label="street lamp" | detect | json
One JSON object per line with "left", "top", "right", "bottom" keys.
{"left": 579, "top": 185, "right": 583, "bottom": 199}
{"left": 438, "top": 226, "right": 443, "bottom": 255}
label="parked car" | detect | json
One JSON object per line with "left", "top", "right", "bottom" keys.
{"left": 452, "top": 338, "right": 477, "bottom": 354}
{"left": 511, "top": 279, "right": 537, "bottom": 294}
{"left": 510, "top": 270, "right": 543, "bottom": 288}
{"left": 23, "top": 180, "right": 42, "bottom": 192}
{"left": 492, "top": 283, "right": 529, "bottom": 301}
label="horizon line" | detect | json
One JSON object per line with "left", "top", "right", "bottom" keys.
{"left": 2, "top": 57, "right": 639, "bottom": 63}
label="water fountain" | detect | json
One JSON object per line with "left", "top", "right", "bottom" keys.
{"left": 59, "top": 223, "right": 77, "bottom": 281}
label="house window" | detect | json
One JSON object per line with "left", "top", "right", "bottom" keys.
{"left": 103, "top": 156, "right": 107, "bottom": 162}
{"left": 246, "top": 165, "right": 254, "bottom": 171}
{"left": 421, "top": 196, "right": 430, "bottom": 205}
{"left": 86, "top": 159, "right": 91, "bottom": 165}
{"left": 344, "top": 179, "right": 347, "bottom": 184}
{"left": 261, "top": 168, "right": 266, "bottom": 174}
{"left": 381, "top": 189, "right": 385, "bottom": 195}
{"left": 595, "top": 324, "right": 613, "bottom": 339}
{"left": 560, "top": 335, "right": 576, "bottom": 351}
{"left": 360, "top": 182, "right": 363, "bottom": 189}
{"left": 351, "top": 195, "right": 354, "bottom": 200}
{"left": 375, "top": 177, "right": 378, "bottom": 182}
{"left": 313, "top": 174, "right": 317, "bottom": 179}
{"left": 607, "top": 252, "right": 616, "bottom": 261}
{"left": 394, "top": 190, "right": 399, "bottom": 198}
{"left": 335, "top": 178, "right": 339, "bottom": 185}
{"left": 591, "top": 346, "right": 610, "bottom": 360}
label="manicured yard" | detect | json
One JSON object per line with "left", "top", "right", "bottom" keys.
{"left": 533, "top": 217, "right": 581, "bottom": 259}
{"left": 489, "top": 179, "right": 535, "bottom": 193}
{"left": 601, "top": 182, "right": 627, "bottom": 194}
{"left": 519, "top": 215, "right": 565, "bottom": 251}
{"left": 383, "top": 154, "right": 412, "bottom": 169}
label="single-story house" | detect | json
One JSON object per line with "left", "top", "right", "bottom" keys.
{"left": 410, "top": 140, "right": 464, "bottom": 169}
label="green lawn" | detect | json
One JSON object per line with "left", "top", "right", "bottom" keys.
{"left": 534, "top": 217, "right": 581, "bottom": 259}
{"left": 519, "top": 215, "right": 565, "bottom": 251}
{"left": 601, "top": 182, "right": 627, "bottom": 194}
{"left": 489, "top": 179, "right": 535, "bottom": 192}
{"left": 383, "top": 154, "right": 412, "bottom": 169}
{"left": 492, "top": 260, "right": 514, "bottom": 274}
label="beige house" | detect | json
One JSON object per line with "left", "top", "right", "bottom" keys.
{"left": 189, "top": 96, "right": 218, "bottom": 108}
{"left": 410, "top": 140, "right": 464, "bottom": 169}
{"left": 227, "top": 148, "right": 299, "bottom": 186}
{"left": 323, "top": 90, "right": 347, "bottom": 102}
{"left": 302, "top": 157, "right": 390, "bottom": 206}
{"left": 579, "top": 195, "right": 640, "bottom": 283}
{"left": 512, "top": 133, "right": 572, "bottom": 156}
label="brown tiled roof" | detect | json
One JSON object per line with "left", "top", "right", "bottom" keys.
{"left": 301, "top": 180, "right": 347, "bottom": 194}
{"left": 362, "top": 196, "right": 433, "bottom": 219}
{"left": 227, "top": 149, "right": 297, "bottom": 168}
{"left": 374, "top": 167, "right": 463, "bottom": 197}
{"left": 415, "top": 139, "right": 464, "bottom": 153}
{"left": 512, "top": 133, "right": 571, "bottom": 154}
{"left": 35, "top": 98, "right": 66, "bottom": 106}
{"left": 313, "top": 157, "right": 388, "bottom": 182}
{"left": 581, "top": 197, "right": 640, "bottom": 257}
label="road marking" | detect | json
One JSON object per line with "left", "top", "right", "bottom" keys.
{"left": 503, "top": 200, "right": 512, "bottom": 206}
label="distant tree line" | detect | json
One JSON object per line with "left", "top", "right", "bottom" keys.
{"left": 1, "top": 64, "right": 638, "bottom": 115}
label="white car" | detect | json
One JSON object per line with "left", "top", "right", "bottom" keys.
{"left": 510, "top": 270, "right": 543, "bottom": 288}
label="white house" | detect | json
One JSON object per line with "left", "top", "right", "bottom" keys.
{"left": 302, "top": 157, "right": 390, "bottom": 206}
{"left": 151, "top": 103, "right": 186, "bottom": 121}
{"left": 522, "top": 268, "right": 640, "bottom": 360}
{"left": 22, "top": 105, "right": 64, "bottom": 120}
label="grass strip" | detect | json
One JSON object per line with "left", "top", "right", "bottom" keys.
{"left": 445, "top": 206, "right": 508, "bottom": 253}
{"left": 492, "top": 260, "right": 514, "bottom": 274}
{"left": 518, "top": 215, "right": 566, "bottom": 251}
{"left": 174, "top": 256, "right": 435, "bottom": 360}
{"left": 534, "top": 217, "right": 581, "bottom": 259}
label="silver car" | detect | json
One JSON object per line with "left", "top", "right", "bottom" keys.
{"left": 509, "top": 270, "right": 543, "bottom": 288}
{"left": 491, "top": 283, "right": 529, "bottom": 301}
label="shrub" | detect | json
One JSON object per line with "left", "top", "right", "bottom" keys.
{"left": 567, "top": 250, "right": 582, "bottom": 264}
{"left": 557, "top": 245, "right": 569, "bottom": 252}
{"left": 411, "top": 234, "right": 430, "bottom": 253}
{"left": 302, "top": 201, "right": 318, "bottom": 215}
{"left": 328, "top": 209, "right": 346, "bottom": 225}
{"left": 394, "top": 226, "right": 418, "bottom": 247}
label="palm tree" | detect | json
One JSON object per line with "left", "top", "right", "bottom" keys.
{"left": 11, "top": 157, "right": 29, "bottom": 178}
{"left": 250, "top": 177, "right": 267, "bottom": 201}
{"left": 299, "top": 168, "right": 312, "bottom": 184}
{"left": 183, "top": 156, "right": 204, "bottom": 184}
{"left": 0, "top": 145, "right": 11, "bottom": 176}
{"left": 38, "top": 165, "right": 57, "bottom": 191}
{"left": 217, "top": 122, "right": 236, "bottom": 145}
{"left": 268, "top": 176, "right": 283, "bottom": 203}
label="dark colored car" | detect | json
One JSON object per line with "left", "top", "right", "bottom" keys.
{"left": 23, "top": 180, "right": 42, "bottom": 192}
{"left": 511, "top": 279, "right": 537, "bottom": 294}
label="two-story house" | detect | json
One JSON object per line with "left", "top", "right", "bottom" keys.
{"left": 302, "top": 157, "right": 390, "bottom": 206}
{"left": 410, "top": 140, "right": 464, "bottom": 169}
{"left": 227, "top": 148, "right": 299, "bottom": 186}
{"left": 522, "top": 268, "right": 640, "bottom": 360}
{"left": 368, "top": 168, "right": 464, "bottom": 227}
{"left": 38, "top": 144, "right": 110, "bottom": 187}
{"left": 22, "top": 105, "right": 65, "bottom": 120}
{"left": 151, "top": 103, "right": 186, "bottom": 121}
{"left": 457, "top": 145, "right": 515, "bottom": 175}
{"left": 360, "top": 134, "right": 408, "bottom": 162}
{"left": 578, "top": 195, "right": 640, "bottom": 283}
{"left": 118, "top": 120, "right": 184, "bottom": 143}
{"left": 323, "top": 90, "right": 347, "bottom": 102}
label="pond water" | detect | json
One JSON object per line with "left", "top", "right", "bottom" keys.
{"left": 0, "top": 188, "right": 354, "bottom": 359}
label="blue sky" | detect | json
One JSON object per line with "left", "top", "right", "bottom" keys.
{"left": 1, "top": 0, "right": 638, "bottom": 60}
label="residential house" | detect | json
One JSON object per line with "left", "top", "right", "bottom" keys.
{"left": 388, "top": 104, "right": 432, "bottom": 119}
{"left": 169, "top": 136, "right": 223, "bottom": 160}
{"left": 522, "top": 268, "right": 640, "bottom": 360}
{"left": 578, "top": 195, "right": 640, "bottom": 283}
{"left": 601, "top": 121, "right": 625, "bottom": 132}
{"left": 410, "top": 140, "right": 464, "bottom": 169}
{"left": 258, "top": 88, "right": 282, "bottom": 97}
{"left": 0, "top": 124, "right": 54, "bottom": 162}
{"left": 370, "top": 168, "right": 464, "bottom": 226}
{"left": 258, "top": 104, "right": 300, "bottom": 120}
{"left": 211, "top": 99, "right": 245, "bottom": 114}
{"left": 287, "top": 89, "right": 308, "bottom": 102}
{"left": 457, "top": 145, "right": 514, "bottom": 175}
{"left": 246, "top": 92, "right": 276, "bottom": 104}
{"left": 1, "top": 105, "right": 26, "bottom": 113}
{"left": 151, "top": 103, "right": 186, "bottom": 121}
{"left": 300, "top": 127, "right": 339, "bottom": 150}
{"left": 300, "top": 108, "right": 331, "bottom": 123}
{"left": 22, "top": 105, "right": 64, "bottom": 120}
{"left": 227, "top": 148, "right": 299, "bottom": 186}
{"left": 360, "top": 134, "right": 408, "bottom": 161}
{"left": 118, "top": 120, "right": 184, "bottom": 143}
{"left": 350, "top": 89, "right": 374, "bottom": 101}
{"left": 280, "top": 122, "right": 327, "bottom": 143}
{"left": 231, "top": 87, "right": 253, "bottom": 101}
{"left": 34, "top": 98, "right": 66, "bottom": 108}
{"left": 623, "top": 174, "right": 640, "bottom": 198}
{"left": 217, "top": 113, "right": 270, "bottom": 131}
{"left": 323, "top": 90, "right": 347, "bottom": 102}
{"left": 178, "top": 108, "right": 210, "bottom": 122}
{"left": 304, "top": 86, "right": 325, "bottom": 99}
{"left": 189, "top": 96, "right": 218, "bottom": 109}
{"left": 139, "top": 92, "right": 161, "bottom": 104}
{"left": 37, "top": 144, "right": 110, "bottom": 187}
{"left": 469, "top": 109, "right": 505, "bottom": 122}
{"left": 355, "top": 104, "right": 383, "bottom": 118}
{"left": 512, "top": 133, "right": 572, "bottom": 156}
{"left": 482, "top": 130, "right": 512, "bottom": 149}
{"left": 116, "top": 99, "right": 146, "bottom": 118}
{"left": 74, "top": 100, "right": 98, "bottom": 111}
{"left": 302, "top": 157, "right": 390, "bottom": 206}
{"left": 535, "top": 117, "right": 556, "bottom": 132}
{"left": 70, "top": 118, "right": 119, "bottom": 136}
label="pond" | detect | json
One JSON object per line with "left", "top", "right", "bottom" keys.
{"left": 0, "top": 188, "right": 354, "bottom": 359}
○ ○ ○
## Exercise details
The answer must consist of every line from the entries above that contains "story".

## Answer to this problem
label="single-story house" | detect | json
label="two-story house" | detect | json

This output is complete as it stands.